_TASK MATERIAL_:
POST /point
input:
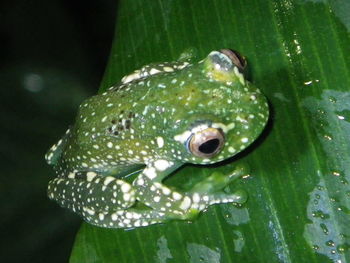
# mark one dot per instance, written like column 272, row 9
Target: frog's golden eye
column 235, row 57
column 206, row 143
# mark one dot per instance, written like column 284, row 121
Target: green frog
column 154, row 121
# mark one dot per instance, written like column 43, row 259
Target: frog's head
column 225, row 113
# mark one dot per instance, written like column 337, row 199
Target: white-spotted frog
column 156, row 120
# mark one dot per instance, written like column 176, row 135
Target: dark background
column 52, row 56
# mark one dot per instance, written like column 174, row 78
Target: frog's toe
column 240, row 197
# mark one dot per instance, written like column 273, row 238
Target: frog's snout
column 236, row 58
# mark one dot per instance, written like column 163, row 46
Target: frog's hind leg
column 83, row 192
column 55, row 151
column 101, row 200
column 128, row 218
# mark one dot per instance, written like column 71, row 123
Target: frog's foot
column 84, row 191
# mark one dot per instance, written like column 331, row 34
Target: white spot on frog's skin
column 239, row 75
column 160, row 142
column 182, row 137
column 186, row 203
column 150, row 172
column 131, row 77
column 161, row 165
column 223, row 127
column 244, row 140
column 154, row 71
column 156, row 198
column 90, row 176
column 177, row 196
column 168, row 69
column 108, row 180
column 125, row 188
column 231, row 149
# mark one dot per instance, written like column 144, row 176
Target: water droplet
column 324, row 228
column 332, row 99
column 320, row 214
column 343, row 248
column 344, row 209
column 330, row 243
column 320, row 187
column 335, row 173
column 329, row 138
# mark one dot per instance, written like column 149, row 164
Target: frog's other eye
column 237, row 59
column 206, row 143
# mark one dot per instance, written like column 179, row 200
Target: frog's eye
column 235, row 57
column 206, row 143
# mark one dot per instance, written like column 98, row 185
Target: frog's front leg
column 175, row 204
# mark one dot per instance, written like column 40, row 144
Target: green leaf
column 299, row 196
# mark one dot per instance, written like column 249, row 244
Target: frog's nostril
column 206, row 143
column 235, row 57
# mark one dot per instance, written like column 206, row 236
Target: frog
column 154, row 121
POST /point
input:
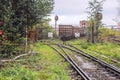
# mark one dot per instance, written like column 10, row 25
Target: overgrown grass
column 45, row 65
column 18, row 73
column 109, row 50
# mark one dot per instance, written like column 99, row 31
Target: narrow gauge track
column 109, row 68
column 67, row 57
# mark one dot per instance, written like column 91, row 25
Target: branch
column 17, row 57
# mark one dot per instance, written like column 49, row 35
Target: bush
column 18, row 73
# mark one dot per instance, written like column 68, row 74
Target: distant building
column 83, row 24
column 119, row 25
column 69, row 30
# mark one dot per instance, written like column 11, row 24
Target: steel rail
column 74, row 65
column 101, row 62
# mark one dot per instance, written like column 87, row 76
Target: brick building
column 69, row 30
column 83, row 24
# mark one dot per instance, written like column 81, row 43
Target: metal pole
column 93, row 33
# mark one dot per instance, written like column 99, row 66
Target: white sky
column 72, row 11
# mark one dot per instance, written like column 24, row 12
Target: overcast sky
column 72, row 11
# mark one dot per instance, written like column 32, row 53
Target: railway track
column 67, row 57
column 112, row 72
column 100, row 70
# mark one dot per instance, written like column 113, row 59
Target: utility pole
column 56, row 19
column 93, row 40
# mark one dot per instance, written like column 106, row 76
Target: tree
column 95, row 14
column 21, row 14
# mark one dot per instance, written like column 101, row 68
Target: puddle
column 85, row 64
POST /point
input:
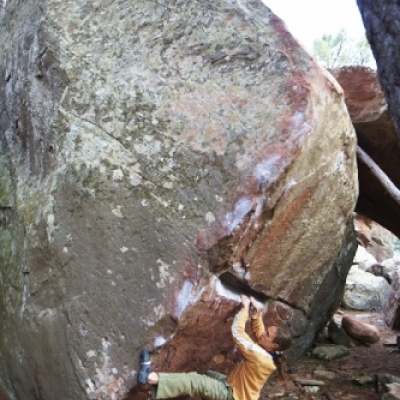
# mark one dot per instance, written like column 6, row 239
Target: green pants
column 212, row 386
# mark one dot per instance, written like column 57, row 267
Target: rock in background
column 377, row 240
column 151, row 153
column 365, row 291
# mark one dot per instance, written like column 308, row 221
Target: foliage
column 339, row 50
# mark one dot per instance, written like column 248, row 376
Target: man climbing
column 246, row 379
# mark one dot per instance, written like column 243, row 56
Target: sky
column 308, row 20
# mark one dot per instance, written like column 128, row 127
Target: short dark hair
column 283, row 338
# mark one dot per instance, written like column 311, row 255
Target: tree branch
column 376, row 171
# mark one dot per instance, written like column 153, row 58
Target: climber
column 247, row 378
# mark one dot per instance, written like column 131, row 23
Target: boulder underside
column 157, row 160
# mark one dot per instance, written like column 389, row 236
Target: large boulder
column 379, row 198
column 158, row 158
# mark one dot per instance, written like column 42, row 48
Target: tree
column 339, row 50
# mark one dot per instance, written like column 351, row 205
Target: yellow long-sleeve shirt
column 248, row 377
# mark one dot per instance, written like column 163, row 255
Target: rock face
column 156, row 159
column 376, row 135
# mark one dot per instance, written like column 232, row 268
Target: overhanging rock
column 147, row 149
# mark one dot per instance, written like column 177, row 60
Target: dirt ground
column 350, row 376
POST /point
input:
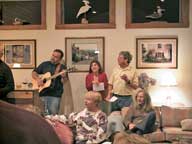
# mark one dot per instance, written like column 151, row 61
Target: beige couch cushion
column 172, row 117
column 186, row 124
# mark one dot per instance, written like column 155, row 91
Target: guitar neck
column 56, row 75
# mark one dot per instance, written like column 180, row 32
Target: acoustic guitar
column 47, row 79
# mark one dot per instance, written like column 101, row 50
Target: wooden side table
column 25, row 98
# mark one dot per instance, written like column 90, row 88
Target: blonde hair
column 95, row 96
column 147, row 101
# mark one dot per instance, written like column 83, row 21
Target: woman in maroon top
column 96, row 77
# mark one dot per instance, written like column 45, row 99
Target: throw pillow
column 186, row 124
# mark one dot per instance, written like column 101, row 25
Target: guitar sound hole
column 44, row 80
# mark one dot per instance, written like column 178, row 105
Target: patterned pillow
column 172, row 117
column 186, row 124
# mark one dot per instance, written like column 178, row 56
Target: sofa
column 172, row 125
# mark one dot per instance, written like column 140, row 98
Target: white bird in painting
column 157, row 14
column 84, row 8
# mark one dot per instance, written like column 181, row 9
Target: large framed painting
column 19, row 53
column 85, row 14
column 156, row 52
column 157, row 13
column 80, row 51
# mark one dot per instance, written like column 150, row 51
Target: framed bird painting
column 157, row 13
column 85, row 14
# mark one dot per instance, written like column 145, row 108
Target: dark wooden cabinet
column 22, row 14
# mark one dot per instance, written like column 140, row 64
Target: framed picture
column 85, row 14
column 156, row 52
column 157, row 13
column 19, row 53
column 80, row 51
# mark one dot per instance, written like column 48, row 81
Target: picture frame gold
column 144, row 14
column 157, row 52
column 19, row 54
column 102, row 16
column 80, row 51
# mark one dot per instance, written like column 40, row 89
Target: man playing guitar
column 52, row 93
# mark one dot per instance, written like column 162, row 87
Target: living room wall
column 116, row 40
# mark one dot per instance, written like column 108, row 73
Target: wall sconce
column 168, row 80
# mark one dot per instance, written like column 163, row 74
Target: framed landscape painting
column 156, row 53
column 19, row 53
column 80, row 51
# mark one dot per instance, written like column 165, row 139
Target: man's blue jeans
column 51, row 105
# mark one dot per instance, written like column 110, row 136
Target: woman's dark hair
column 59, row 51
column 98, row 63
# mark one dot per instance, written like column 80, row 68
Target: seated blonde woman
column 140, row 117
column 90, row 123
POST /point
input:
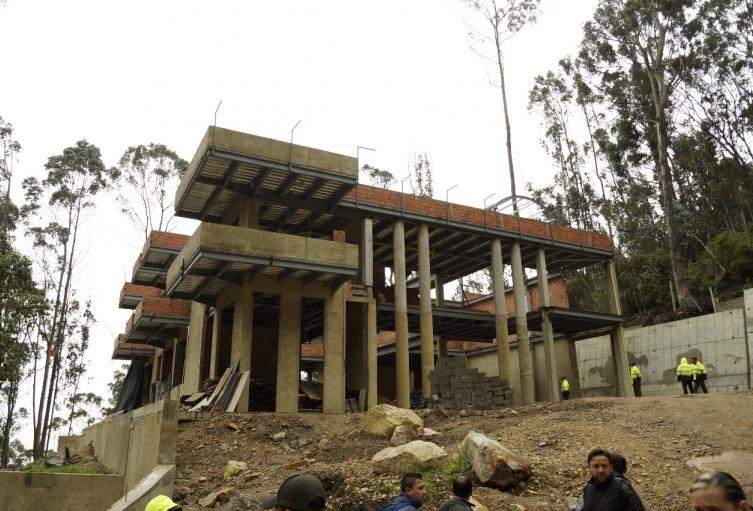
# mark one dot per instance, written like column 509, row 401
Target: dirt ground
column 656, row 435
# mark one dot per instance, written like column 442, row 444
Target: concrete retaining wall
column 132, row 444
column 718, row 340
column 24, row 491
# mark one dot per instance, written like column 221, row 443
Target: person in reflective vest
column 635, row 377
column 685, row 375
column 699, row 375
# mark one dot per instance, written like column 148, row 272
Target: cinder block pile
column 455, row 385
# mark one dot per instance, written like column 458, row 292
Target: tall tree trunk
column 508, row 142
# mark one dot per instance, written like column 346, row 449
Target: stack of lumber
column 226, row 394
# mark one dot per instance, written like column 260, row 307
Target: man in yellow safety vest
column 635, row 377
column 699, row 375
column 685, row 375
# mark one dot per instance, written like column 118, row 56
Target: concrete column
column 424, row 293
column 334, row 352
column 402, row 361
column 617, row 335
column 367, row 253
column 500, row 311
column 288, row 353
column 194, row 348
column 550, row 357
column 240, row 348
column 216, row 325
column 371, row 355
column 527, row 389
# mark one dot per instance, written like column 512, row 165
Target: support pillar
column 240, row 348
column 334, row 352
column 402, row 361
column 194, row 348
column 439, row 290
column 288, row 354
column 216, row 325
column 424, row 294
column 617, row 335
column 500, row 311
column 550, row 356
column 371, row 355
column 527, row 389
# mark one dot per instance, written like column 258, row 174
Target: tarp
column 130, row 393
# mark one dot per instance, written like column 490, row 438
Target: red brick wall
column 470, row 215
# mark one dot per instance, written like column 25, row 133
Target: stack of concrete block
column 455, row 385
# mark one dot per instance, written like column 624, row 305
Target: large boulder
column 406, row 457
column 383, row 419
column 493, row 464
column 404, row 434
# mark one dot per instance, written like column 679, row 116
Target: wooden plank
column 237, row 392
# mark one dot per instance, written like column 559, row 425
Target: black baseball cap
column 299, row 492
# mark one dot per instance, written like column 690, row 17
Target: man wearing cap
column 299, row 492
column 412, row 494
column 162, row 503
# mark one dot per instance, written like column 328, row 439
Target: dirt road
column 656, row 435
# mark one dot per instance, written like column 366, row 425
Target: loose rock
column 493, row 464
column 415, row 454
column 383, row 419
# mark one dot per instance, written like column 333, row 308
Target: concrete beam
column 617, row 335
column 521, row 326
column 500, row 311
column 550, row 356
column 288, row 353
column 402, row 362
column 334, row 352
column 424, row 293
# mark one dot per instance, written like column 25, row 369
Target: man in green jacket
column 685, row 376
column 635, row 377
column 699, row 375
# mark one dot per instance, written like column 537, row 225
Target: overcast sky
column 396, row 76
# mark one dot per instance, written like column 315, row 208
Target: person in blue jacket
column 412, row 494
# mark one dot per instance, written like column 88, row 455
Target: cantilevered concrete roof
column 473, row 325
column 159, row 251
column 156, row 321
column 131, row 294
column 128, row 351
column 219, row 255
column 298, row 186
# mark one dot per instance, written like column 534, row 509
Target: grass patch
column 439, row 480
column 39, row 466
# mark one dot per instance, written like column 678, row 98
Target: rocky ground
column 657, row 436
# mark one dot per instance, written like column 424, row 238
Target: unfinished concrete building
column 287, row 272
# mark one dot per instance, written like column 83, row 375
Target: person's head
column 619, row 463
column 299, row 492
column 412, row 484
column 718, row 491
column 462, row 486
column 600, row 465
column 162, row 503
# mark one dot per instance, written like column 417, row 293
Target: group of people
column 607, row 490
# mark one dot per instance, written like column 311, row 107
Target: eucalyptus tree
column 146, row 179
column 502, row 19
column 54, row 213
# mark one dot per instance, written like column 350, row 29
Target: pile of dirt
column 657, row 436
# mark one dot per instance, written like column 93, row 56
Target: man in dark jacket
column 462, row 488
column 412, row 494
column 605, row 492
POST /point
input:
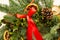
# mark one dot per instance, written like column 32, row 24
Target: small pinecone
column 47, row 13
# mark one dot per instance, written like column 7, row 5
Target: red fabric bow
column 31, row 25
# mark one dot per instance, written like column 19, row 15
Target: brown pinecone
column 47, row 13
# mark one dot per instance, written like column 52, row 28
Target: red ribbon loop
column 31, row 25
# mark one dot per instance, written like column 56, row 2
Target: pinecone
column 47, row 13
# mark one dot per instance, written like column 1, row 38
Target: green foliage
column 17, row 27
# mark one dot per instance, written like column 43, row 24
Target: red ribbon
column 32, row 30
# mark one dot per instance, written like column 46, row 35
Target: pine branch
column 47, row 3
column 4, row 8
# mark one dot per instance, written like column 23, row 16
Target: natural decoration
column 16, row 27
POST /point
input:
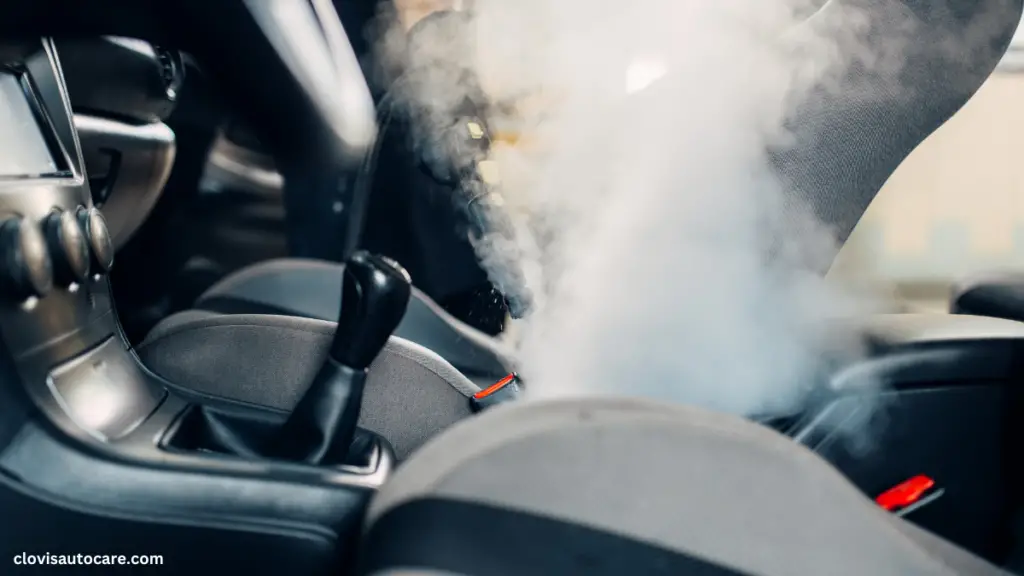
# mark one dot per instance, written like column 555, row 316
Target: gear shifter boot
column 375, row 293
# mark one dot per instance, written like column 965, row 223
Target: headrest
column 855, row 133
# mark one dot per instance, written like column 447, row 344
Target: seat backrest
column 574, row 486
column 856, row 131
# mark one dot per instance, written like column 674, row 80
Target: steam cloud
column 665, row 256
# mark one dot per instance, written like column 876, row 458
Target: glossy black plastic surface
column 375, row 292
column 124, row 78
column 81, row 422
column 322, row 426
column 938, row 396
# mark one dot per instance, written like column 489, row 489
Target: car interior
column 224, row 342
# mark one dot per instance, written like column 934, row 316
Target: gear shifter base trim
column 321, row 428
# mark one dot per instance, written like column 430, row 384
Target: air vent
column 172, row 71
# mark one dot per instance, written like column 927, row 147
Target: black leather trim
column 464, row 537
column 125, row 80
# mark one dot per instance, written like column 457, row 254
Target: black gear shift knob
column 374, row 296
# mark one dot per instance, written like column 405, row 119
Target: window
column 955, row 206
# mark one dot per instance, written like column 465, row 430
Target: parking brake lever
column 375, row 294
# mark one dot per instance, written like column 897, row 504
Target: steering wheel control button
column 98, row 238
column 68, row 248
column 506, row 389
column 28, row 271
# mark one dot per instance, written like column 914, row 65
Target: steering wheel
column 285, row 66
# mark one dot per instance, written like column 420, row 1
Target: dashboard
column 55, row 248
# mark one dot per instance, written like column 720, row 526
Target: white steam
column 664, row 254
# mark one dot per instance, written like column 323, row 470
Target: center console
column 97, row 455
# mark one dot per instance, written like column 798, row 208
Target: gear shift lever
column 375, row 294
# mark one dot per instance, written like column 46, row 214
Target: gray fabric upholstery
column 412, row 394
column 713, row 486
column 854, row 132
column 312, row 289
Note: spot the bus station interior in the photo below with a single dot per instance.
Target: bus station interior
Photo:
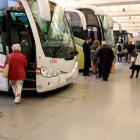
(88, 108)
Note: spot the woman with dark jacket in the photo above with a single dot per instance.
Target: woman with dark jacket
(17, 65)
(135, 67)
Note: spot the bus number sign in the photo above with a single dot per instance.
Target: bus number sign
(52, 61)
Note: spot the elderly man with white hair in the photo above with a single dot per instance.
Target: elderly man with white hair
(17, 64)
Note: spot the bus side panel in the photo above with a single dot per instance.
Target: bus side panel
(46, 84)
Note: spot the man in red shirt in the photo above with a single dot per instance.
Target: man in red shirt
(17, 65)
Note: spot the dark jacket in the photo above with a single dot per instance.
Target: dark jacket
(130, 48)
(86, 49)
(17, 65)
(106, 55)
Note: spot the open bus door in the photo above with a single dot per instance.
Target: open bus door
(78, 24)
(4, 84)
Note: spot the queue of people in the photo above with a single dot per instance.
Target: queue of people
(99, 56)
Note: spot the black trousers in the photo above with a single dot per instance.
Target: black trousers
(106, 70)
(86, 65)
(100, 71)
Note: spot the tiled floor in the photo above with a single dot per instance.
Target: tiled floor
(88, 109)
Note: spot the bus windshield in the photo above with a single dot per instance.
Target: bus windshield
(107, 29)
(55, 35)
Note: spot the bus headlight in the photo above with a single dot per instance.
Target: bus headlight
(48, 73)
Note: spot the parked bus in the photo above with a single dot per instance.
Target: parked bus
(124, 37)
(53, 62)
(99, 25)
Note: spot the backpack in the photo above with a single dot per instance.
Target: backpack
(119, 48)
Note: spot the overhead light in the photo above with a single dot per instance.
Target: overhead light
(123, 9)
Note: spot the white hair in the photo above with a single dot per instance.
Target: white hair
(16, 47)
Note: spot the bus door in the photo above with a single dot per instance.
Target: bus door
(4, 85)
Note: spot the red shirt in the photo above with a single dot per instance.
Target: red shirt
(17, 65)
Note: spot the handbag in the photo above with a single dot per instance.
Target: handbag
(132, 59)
(138, 60)
(6, 69)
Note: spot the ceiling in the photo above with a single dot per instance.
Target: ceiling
(126, 12)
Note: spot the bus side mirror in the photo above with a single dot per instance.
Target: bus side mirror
(44, 9)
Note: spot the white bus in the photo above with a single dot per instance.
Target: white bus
(53, 62)
(99, 26)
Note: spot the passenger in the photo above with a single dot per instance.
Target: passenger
(98, 61)
(25, 45)
(106, 58)
(119, 49)
(93, 48)
(17, 64)
(86, 51)
(135, 67)
(130, 49)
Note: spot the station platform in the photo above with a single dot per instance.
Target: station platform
(87, 109)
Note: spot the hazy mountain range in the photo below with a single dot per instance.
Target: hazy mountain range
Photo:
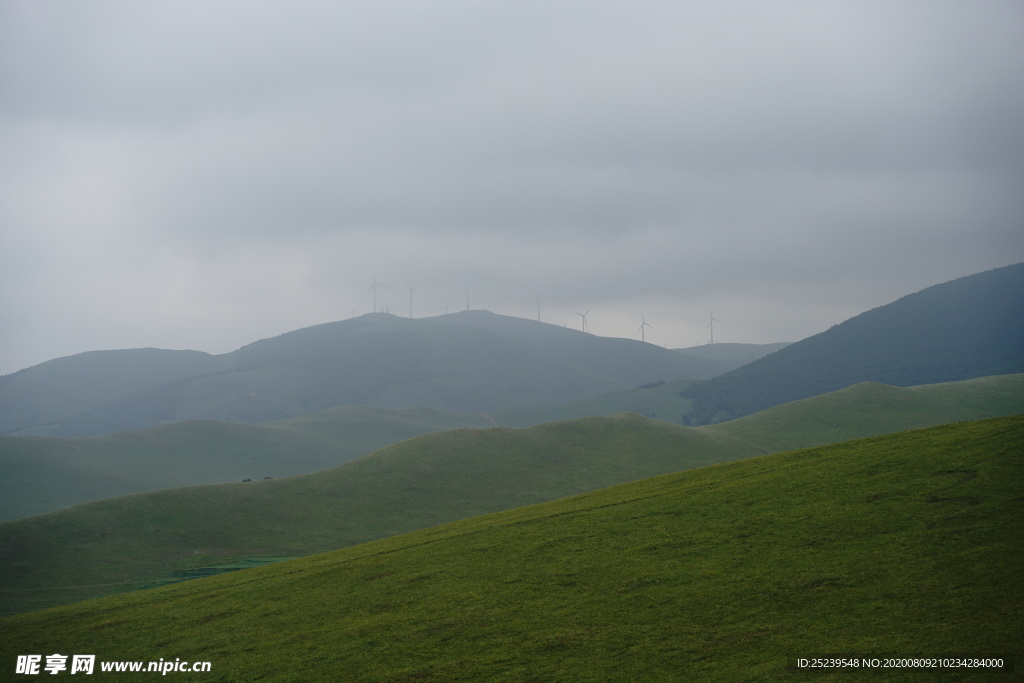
(468, 361)
(970, 327)
(725, 572)
(429, 479)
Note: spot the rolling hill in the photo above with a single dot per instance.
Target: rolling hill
(904, 545)
(146, 538)
(469, 361)
(41, 474)
(971, 327)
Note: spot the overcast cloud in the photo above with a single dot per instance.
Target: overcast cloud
(203, 174)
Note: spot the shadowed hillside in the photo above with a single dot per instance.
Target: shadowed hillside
(905, 545)
(966, 328)
(146, 538)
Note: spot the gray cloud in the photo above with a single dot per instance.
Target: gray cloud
(196, 175)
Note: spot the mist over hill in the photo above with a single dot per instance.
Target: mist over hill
(471, 361)
(437, 477)
(909, 545)
(971, 327)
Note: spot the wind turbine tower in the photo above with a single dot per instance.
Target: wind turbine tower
(711, 325)
(643, 324)
(411, 290)
(584, 317)
(373, 288)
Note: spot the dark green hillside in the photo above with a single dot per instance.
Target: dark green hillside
(42, 474)
(869, 408)
(897, 546)
(422, 481)
(38, 475)
(971, 327)
(429, 479)
(60, 388)
(731, 355)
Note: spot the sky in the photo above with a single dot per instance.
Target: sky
(202, 174)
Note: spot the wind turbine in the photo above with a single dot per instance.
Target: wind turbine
(411, 290)
(373, 288)
(584, 316)
(643, 324)
(711, 324)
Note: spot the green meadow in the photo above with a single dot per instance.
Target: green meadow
(144, 540)
(901, 545)
(42, 474)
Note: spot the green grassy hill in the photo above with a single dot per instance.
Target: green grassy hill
(58, 389)
(147, 538)
(41, 474)
(971, 327)
(869, 408)
(38, 475)
(901, 545)
(426, 480)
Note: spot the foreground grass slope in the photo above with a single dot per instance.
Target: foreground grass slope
(39, 475)
(138, 541)
(904, 544)
(416, 483)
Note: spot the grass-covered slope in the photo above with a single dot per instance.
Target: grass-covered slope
(431, 479)
(902, 545)
(41, 474)
(38, 475)
(422, 481)
(971, 327)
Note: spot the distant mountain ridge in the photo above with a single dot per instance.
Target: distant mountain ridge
(966, 328)
(470, 361)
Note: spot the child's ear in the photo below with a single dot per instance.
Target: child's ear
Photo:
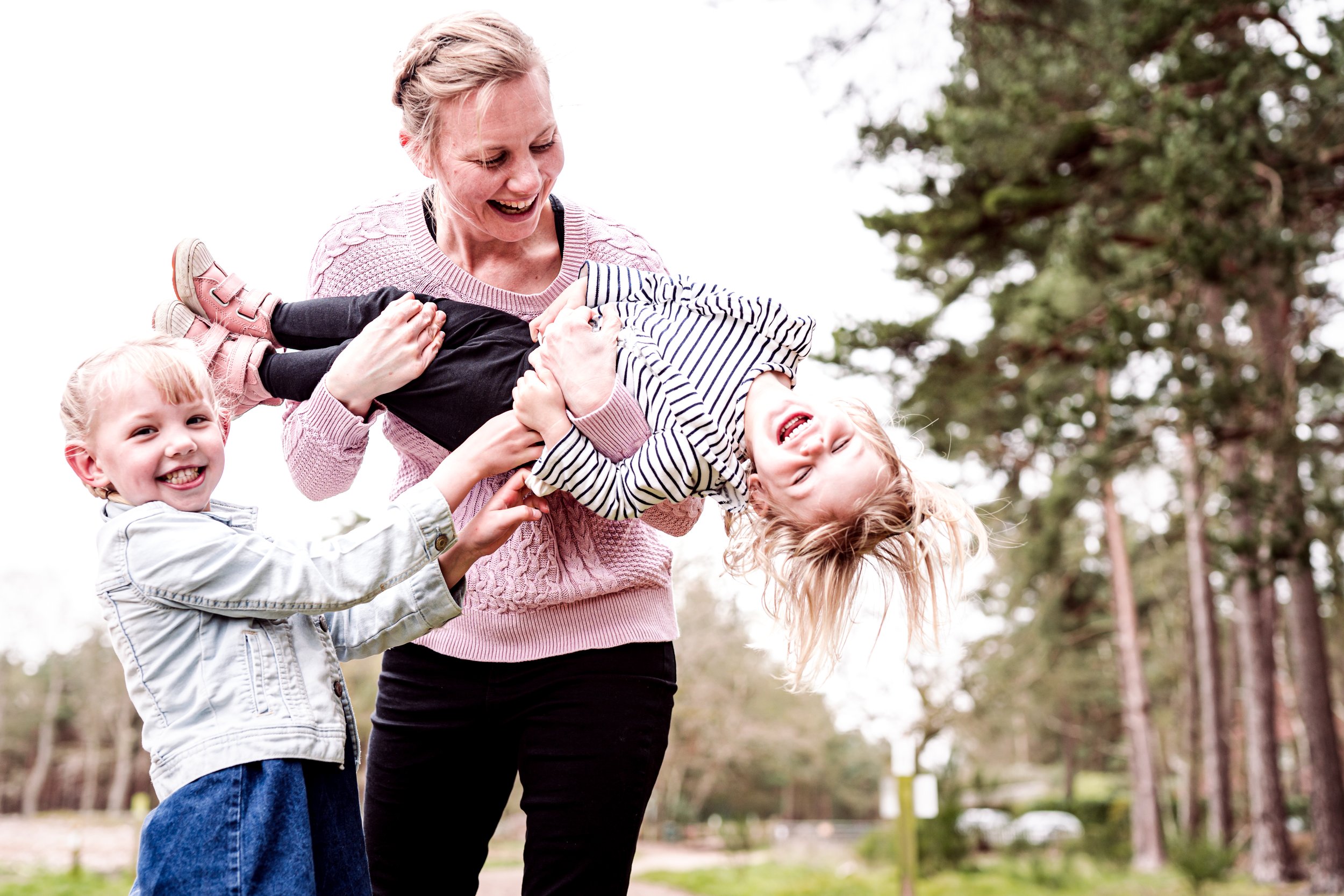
(87, 467)
(756, 493)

_WHAT TO PRODUCE_:
If a line in the records above contains "below", copy that line.

_RESPONSE BOX_:
Note: spot the bus station interior in the photo below with a single dot per instance.
Note: spot the hazy mountain range in the photo below with a single dot per instance.
Note: spot the child's ear in the photo below with a single dot per instance.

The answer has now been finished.